Exercise goal> Print nothing but the lines below starting at the line that holds "Pick out one point on every instance of the sandal" and ending at the line that holds "Pick out one point on every instance of the sleeveless", including both, each exactly as written.

Record extracts>

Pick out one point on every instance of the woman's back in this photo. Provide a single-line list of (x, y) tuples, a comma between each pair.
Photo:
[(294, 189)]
--
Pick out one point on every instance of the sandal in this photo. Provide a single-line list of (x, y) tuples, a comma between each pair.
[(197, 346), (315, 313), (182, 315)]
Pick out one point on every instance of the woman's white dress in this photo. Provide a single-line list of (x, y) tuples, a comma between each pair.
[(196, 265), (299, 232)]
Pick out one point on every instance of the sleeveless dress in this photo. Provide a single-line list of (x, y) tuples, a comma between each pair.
* * *
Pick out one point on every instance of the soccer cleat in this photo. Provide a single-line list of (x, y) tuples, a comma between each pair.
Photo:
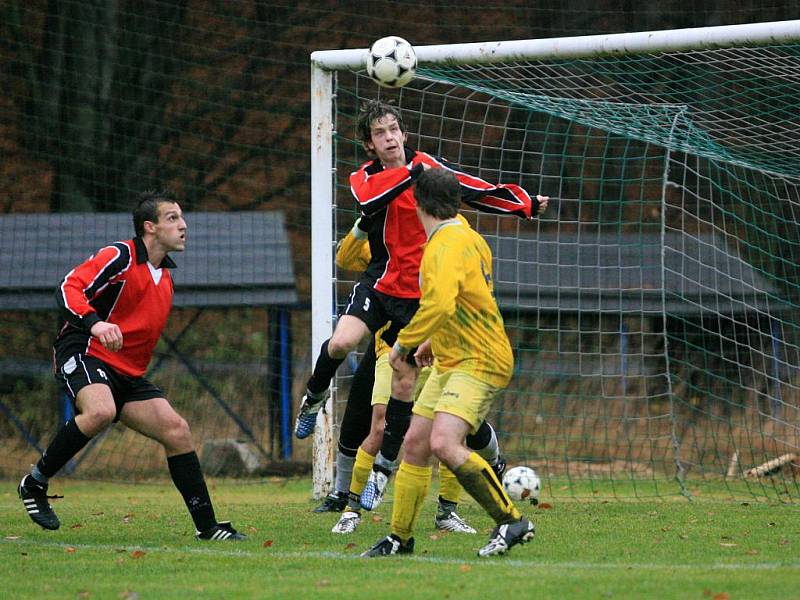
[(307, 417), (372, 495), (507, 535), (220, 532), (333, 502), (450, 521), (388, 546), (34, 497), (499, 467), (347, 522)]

Result>
Pick out one point on every instance of the sandal in this photo. Provide a single-line list of (x, y) tuples, a comma between each pair.
[(197, 346), (315, 313), (182, 315)]
Pick out one point on every instance of the woman's white dress in this photo. Provide a single-line list of (x, y) tuples, a comma between each pair.
[(196, 265), (299, 232)]
Pick out one point on every instance of the sleeveless dress in this photo. Provide a single-line list of (x, y) tuples, a comma between each pair.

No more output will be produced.